- _Document text_:
|---|
# United Mexican States one photo per day



## Chris Takagi (Mar 25, 2006)

Wow, Mexico is truly amazing! I hope i can go there someday.
keep up the good work,
cheers


----------



## Assemblage23 (Jan 6, 2008)

Great work...I need to travel more in my own country.


----------



## elbart089 (Nov 18, 2007)

*State:* Chihuahua
*Place:* Snow in the city (Chihuahua)
*Info:* There were so many good pictures but I had to pick only two ~.~, anyways as someone mentioned before there are someother states that may get snow in the mountains, however the state of Chihuahua is the only one that gets annual snowfalls in the cities.


----------



## elbart089 (Nov 18, 2007)

*State:* San Luis Potosí
*Place:* San Luis Potosí
*Info:* The State of San Luis Potosí is located in the north-central part of the Mexico, its capital city which has the same name is a nice modern city but it also keeps its colonial side.


----------



## cardo77 (Aug 12, 2007)

Que bonito es Mexico...slp se ve interesante


----------



## elbart089 (Nov 18, 2007)

*State:* Federal District
*Place:* Chapultepec Castle (Mexico City)
*Info:* The Chapultepec Castle is a castle built on top of Chapultepec Hill, located in the middle of Chapultepec Park in Mexico City. The building has been used for several purposes during its history, including Military Academy, Imperial and Presidential residence, observatory and museum. It currently houses the Mexican National Museum of History.


----------



## elbart089 (Nov 18, 2007)

*State:* Guerrero
*Place:* Grutas de Cacahuamilpa
*Info:* HELL!? not really, it's just the Caves of Cacahuamulpa, considered one of the most beautiful in the world, located in the state of Guerrero they truly make you like you should've gone to church more often lol.


----------



## señor cara de papa (Aug 10, 2007)

impresionantes grutas de verdad que no conozco casi nada de mi propio pais  a ver si consigo algunas fotos de querétaro para aportar al tema


----------



## señor cara de papa (Aug 10, 2007)
|---|
- _Job a_: Pick out every line in the entries below that contains the string "Target", matching case exactly, and copy each one.

- _Listed entries_:
|---|
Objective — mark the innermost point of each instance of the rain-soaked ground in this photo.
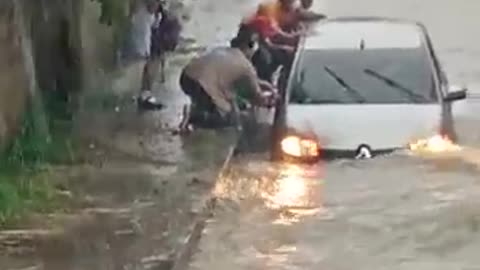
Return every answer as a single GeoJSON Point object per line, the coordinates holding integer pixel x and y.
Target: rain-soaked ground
{"type": "Point", "coordinates": [399, 211]}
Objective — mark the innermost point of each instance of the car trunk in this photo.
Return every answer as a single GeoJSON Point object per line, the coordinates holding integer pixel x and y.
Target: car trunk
{"type": "Point", "coordinates": [381, 127]}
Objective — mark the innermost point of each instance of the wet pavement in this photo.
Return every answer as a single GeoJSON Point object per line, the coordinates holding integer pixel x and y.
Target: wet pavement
{"type": "Point", "coordinates": [134, 202]}
{"type": "Point", "coordinates": [399, 211]}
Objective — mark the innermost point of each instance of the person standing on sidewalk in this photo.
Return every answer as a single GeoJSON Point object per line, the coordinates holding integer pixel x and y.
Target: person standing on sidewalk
{"type": "Point", "coordinates": [212, 82]}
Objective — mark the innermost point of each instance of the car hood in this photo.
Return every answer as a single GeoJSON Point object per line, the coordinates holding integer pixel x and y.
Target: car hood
{"type": "Point", "coordinates": [381, 127]}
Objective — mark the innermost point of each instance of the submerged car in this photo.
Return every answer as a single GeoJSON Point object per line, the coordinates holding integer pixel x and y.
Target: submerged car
{"type": "Point", "coordinates": [360, 86]}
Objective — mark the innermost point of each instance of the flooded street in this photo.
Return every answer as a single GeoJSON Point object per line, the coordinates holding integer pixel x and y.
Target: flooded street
{"type": "Point", "coordinates": [394, 212]}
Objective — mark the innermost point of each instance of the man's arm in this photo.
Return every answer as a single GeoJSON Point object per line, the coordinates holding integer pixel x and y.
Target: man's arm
{"type": "Point", "coordinates": [310, 16]}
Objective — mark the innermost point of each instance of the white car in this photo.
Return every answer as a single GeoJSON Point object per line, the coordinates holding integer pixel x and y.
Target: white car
{"type": "Point", "coordinates": [362, 85]}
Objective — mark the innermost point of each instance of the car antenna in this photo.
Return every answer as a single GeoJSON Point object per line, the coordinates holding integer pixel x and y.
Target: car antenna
{"type": "Point", "coordinates": [362, 44]}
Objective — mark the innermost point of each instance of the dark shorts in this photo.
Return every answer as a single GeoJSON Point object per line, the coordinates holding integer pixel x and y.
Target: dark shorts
{"type": "Point", "coordinates": [204, 112]}
{"type": "Point", "coordinates": [267, 60]}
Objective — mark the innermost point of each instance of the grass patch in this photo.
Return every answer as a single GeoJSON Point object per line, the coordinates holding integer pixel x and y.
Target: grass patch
{"type": "Point", "coordinates": [25, 174]}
|---|
- _Job b_: Continue the forum thread about daily photos of Mexico from the point where it stops above.

- _Expected output a_:
Target: rain-soaked ground
Target: car trunk
Target: wet pavement
Target: person standing on sidewalk
Target: car hood
Target: submerged car
Target: flooded street
Target: man's arm
Target: white car
Target: car antenna
Target: dark shorts
Target: grass patch

- _Expected output b_:
Querétaro
place: Sierra Gorda
info: it´s the extension of the Sierra Madre oriental in The state of Querétaro, located in the north part of the state, people differ in the origin of the name of the state one version says it comes from the Tarasco Queréndaro language meaning place of stones, and others say it comes from the otomí meaning "ball game"










(these photos aren´t mine, i stole them from here :nuts









a chichimeca fortress in the sierra:


----------



## señor cara de papa (Aug 10, 2007)

anyways if someone is interested in knowing more about Querétaro here is the forum: http://www.skyscrapercity.com/forumdisplay.php?s=&forumid=656


----------



## Nikkodemo (Aug 23, 2006)

Nice shots and good information!!!

A ver cuando pasan por Tabasco...

Espero contribuir, es que eso de andar recorriendo medio foro a nivel mundial, cansa mucho...:lol:


----------



## elbart089 (Nov 18, 2007)

señor cara de papa said:


>


Man, I'm just curious, did you take your avatar from a page called forosnacos? it's hilarious, por favor no digas el chistesito de "soy yo" por que nomas nos vas a cagar, en esa pagina esta la foto del "masiosare" que te dije que esta de poca madre.


----------



## FREKI (Sep 27, 2005)

Wonderful pics - beautiful country! :happy:

great thread kay:


----------



## Mares de Morros_XXI (Dec 16, 2007)

elbart089 said:


> Man, I'm just curious, did you take your avatar from a page called forosnacos? it's hilarious, por favor no digas el chistesito de "soy yo" por que nomas nos vas a cagar, en esa pagina esta la foto del "masiosare" que te dije que esta de poca madre.


como usted és preconceituoso !! buena face tiene lo companero!! jajajajaj
usted tiene que mostrar las belezas de méxico!!
jajajaja


----------



## señor cara de papa (Aug 10, 2007)

elbart089 said:


> Man, I'm just curious, did you take your avatar from a page called forosnacos? it's hilarious, por favor no digas el chistesito de "soy yo" por que nomas nos vas a cagar, en esa pagina esta la foto del "masiosare" que te dije que esta de poca madre.


no me dEscrimines!!!!!!!!!!! ajaj la foto la encontre en otro foro


----------



## Hasse78 (Dec 5, 2006)

I just returned from a trip in Mexico. I just love that country. 

Great pix here.


----------



## elbart089 (Nov 18, 2007)

thnx, sorry for discontinuing the series, I'll keep posting in a while.


----------



## HappyGiuseppe (Apr 3, 2008)

*Maaaaaaaaan*

Those pics are sooooo nice!

Beautiful!

did u know that we Colombians love Mexico and praise Mexican culture?

btw, where did u get that map of Mexico?


----------



## elbart089 (Nov 18, 2007)

HappyGiuseppe said:


> Those pics are sooooo nice!
> 
> Beautiful!
> 
> ...


You guys have a marvelous country, but yeah we Mexican have our own very unique culture, and we love it .


----------



## elbart089 (Nov 18, 2007)

*State:* Quintana Roo
*Place:* Cancun
*Info:* Cancun finally! lol, I haven't even posted any big cities yet, but now it's Cancun's turn, well there is nothing much to say, enjoy.


----------



## Skyprince (May 2, 2006)

I like Baja California Sur and Quintana Roo the most !


----------



## SutroTower (Jun 25, 2008)

quiero postear fotos!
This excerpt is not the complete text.